Provided entries ▸
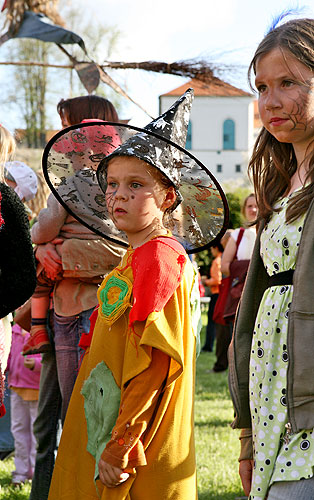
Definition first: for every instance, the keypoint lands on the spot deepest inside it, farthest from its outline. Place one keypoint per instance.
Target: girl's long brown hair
(273, 163)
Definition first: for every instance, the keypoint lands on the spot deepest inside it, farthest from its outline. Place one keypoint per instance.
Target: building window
(228, 134)
(188, 143)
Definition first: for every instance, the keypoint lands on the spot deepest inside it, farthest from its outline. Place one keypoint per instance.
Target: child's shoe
(38, 341)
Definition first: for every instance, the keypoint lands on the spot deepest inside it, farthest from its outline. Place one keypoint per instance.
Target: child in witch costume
(129, 428)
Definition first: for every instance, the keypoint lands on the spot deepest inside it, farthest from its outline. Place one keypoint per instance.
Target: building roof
(213, 88)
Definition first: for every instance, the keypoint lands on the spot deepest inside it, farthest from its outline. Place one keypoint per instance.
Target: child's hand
(111, 476)
(29, 363)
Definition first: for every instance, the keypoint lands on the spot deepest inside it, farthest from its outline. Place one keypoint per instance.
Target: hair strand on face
(273, 163)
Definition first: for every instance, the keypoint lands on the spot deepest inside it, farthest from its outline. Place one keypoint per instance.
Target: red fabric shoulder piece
(157, 267)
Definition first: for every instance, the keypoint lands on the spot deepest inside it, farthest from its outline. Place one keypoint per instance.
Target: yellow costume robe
(145, 335)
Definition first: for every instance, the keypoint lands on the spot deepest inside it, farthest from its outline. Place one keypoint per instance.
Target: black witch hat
(71, 158)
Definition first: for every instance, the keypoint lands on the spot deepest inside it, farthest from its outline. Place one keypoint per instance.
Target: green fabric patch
(101, 403)
(113, 295)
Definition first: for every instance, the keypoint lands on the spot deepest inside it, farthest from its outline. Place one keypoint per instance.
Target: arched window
(188, 143)
(228, 134)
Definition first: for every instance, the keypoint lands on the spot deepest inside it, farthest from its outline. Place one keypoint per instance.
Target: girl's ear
(170, 198)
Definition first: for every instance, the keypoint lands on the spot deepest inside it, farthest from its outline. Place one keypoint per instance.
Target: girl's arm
(228, 256)
(138, 402)
(49, 258)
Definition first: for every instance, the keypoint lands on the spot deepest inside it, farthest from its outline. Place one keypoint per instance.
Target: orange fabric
(138, 404)
(215, 275)
(161, 263)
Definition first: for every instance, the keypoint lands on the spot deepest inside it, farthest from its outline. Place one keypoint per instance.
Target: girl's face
(135, 199)
(286, 98)
(250, 210)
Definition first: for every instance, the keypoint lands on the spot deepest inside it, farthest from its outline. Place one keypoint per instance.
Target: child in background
(130, 419)
(23, 380)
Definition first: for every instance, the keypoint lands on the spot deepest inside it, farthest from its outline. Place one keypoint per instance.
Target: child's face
(286, 98)
(135, 198)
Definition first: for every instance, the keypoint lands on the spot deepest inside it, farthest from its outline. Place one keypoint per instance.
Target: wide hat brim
(72, 157)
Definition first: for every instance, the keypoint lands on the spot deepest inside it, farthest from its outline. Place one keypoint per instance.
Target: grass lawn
(217, 445)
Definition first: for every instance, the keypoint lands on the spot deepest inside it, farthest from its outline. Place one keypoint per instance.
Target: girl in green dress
(272, 352)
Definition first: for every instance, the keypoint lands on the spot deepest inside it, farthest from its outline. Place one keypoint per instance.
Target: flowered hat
(200, 215)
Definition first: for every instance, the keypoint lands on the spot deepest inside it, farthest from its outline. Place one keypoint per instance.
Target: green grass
(217, 445)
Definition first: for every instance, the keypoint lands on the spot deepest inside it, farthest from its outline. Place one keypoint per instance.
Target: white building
(221, 128)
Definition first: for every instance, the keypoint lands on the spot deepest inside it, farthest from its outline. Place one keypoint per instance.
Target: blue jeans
(58, 374)
(67, 334)
(292, 490)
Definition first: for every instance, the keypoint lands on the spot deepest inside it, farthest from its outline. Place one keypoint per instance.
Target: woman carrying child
(130, 419)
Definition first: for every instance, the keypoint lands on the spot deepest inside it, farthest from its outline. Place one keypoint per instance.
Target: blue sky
(222, 31)
(226, 31)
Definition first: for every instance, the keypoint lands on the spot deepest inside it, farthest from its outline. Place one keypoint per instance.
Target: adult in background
(17, 264)
(213, 283)
(223, 332)
(60, 366)
(237, 253)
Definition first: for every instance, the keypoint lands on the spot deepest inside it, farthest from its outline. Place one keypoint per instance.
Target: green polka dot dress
(278, 456)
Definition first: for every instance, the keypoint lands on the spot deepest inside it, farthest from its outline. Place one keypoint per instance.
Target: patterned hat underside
(70, 166)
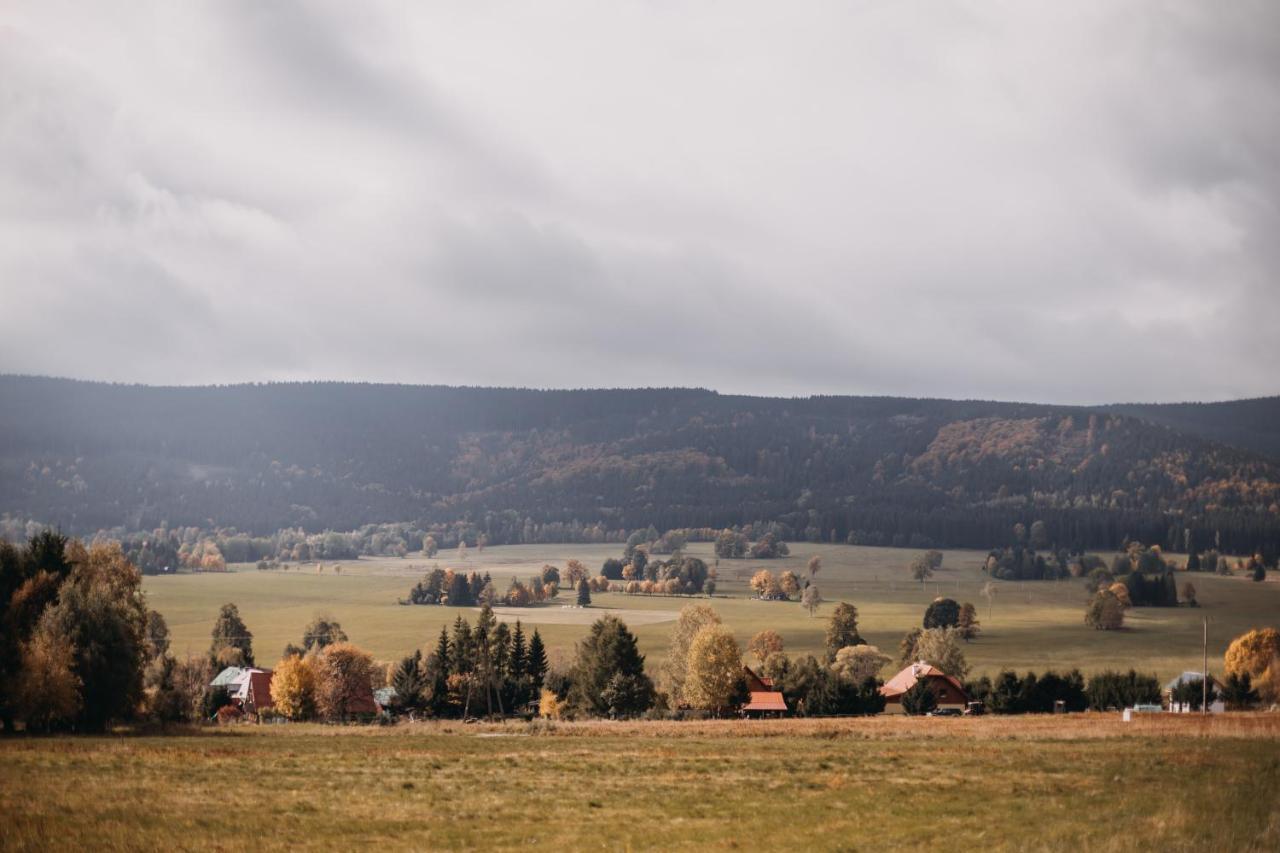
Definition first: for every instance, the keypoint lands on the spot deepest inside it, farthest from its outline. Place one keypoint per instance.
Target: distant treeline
(525, 466)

Instructions for the task ▸
Copy the entries exactly. Leave out the images.

Task solution ▸
Definition first: for every instance, the keypoint lands on the spot deepest inside it, farthest from its outline. Place one keypoint per instance.
Target: girl's long brown hair
(273, 163)
Definition first: for every instance, the keypoint lands on the spot deepest inside it, farthest from its outline. Place one keypoint per instance.
Target: building window
(228, 134)
(188, 143)
Definition first: for every instance, the keypoint lands on the spot deepest inside it, farthest from its outline. Place one keypoint per instance.
Target: child's shoe
(38, 341)
Definition first: for every instance, the keypoint lands on the spot deepest inside it, farthest from its outline. Place one keypoint per instance.
Target: child in witch costume
(129, 428)
Definition first: for every instance, the keypoint lands on the spot deepest inside it, farthest from its outline. Place one keypoint per instance.
Target: building roof
(213, 88)
Definition first: for every instance, the keypoint lands on the spot deepest inside it, farthest from its outline. Place one keypoint per instance.
Target: child's hand
(111, 476)
(29, 363)
Definition first: for every instance, the keypoint lands on the spot deepest inside it, farthest from its outline. Place one keypoint per instance.
Target: hair strand on face
(273, 163)
Definition first: for every instance, the keypoint lands on the spot deepest inside it, farthest from its outline. Place one keypoint per instance.
Target: red fabric shoulder piece
(157, 267)
Definition first: for every instance, the keypoint lands on the spot deepest inside it, farthest from its outline. Place one keypoint per instance.
Target: yellow costume robe
(145, 335)
Definition first: for every instance, the keypoint lands on the spot deepest inside it, farthest from its outline. Place one keypoint per instance.
Target: black witch hat
(71, 158)
Definition first: for every instance, the keypoint lands on the spot deepest inside it, farthest from its outline. Place one keypoint per instance.
Target: green fabric patch
(101, 403)
(113, 295)
Definition first: for every instance, the keypoint lands on the spot deepest inside it, farthest from its outline. Place one keypoint per instance.
Target: arched window
(188, 143)
(228, 134)
Definition first: for every instance, the keypoint lands on the spot deepest inside it, farthest from its outline. Place one keypoint per instance.
Target: girl's ear
(170, 198)
Definition first: for every instance, the keypoint lands on the spot deepest inside it, farthest from its outline. Place one keypoint per instance.
Target: girl's arm
(228, 256)
(138, 402)
(49, 258)
Definition first: for every instance, the keypoint lands on the spot deepest inside it, farthest from its outline. Place one keypoint per instance.
Target: orange fabric
(138, 404)
(215, 275)
(161, 263)
Definition first: for every instance, the keypoint lands on the spot deepest inside it, farthest from its outline. Place one keypoint per instance.
Target: girl's face
(135, 199)
(286, 98)
(250, 210)
Definition first: for every instance, the keypoint lands on the spot deepest inside it, farthest from its outline. Place one keypoint per instance.
Target: child in background
(130, 419)
(23, 380)
Definition first: for every instance, the keypoint lands on the spot deepest inside it, farthest from its outline. Place one keypoint per instance.
Target: child's face
(286, 98)
(135, 198)
Definition first: for every instance, the keypoint lands on the spot deepest inside it, farthest from its outline. Place one keypoint per instance.
Target: wide hat brim
(72, 157)
Definition first: for every instance, the keypoint lands on the spot deepest inside it, farthest from its outline. Place one keypoint per instance.
Target: grass lawn
(217, 445)
Definition first: for every instance, the keypoint lands on the spot deepest inside it, farthest from its outline. Place one keypoint per instance.
Target: girl in green dress
(272, 352)
Definition first: for every instance, the keypoint lands on the spot deepest inside it, farthest from its outline. Place one keypoint per instance.
Target: flowered hat
(200, 215)
Definition first: for every instance, the keypoint lands on the spot deepest inside it, farthest from its outline. Place one keypoint per instance.
Target: green grass
(217, 445)
Definition first: for every instance, the keypoint lands on the spot deepest inside it, farthest from its outline. Place one keypoint per instance.
Target: white building
(221, 128)
Definition first: for every instance, the keypoint lands on the spot deepest inside it, farthest from its outline. Place one keypoint per instance.
Target: blue jeans
(58, 374)
(67, 334)
(292, 490)
Definition first: for every instance, the keypoint lands on the spot deepest inside it, farthest from its outline. Place one keypoint per instance.
Target: woman carrying child
(130, 419)
Definition first: for every instance, the keypoint lands on the spot deepest inside it, farthest from its outline. Place one keypoint per instance.
Target: blue sky
(222, 31)
(226, 31)
Definition first: for every instance, the keypoint lands on the spot deepest inside it, farthest from its outline. Place one keypoint per instance.
Target: adult in background
(17, 264)
(213, 283)
(223, 332)
(60, 366)
(237, 253)
Definition first: for every instance, the keypoint lands on the spot deepest inside it, farthest from its outline. Place one keypoint per instance.
Target: green polka dot dress
(278, 456)
Definition first: for every instance, the keypoint lands on the spot deepest inside it, farthest from its outline. Place one keypoint per instance.
Target: patterned hat underside
(70, 166)
Definition first: for every instance, the keypoint lands on the spot deepest inside it, farthest from its outline. Place one keypoint per instance.
Target: distant treeline
(525, 466)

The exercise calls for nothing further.